*** Opening EXTRACTED DATA ***
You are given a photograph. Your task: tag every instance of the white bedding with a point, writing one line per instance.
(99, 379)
*** Closing EXTRACTED DATA ***
*** Opening EXTRACTED DATA ***
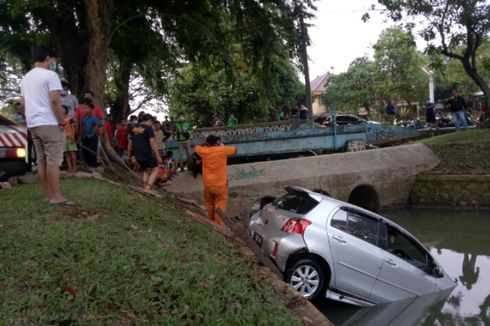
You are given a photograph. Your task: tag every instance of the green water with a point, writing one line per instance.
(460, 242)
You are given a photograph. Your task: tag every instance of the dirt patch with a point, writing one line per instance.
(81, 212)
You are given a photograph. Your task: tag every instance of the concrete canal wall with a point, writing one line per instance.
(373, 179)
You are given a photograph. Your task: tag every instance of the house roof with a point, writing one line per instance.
*** Closing EXTRACTED DATA ***
=== AIM OF THE EXERCISE ===
Copy out, exactly and alone, the lines of the entries above between the ones holding "of the concrete" and "of the house", inclusive.

=== TASK RESULT ===
You are given a photograph. Your task: tag every instance of the concrete canal wall with a point, writing one line per instance.
(373, 179)
You are given a photograph. Your task: tag every instance of the house roof with a point, writing one line per instance.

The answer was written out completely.